TASK ITEM: Among the entries below, only the lines starting at the one with "point: the dark jacket, a" and ending at the one with "point: the black", both included, are to be printed exactly.

Start of DATASET ENTRIES

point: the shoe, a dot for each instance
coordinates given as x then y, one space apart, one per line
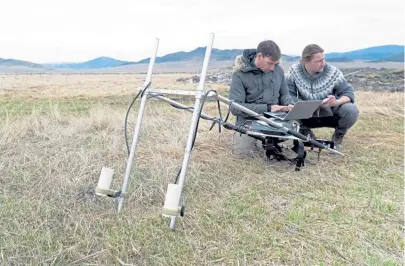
337 138
307 132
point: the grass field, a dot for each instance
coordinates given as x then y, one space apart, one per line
57 131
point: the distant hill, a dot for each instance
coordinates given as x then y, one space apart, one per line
391 53
199 53
376 54
100 62
18 63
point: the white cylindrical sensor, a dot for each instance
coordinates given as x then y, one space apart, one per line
172 200
104 182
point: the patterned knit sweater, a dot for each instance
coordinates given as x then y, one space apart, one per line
329 82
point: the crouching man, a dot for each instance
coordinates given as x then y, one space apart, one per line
314 79
258 83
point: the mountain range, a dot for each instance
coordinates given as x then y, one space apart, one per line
390 53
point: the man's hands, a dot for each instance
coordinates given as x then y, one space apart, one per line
330 101
281 108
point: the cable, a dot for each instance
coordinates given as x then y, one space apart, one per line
196 128
141 92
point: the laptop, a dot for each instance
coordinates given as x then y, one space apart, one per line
301 110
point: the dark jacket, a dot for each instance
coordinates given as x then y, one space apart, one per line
255 89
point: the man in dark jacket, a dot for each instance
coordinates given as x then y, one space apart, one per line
258 83
314 79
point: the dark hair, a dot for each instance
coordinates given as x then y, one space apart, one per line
310 50
269 49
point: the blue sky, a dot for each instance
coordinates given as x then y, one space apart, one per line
70 31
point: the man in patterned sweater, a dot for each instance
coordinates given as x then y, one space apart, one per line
314 79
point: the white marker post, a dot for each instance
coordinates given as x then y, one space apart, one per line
138 127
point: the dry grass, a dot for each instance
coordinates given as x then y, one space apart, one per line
343 211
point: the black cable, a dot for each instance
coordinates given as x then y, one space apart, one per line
196 128
129 109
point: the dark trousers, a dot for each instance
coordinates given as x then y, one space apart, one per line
344 117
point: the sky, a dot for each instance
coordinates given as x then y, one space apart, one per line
44 31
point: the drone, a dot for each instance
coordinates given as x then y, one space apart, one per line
273 132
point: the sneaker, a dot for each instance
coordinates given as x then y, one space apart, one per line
337 138
307 132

End of DATASET ENTRIES

RESPONSE TO THIS TASK:
point: the dark jacket, a dot for each instance
coordinates given as x then y, one space apart, one per line
255 89
point: the man in dark jacket, a dot for each instance
coordinates given as x then y, one space apart, one per line
258 83
314 79
point: the dark hair, a dot for each instance
coordinates given as x then y, one space apart, one per line
310 50
269 49
point: the blue sky, a dot for each instance
coordinates given as x then y, one space apart, one per line
70 31
point: the man in patterned sweater, a dot for each instance
coordinates given as x then y, one space apart, one per line
314 79
point: the white marker post, a dot for each instance
coordinates given as x then y, one space apart, one per line
138 127
point: the dry grass, a dot for each instance
coordinates given as x then y, one space apart, one per line
343 211
point: the black cable, a dot for each instance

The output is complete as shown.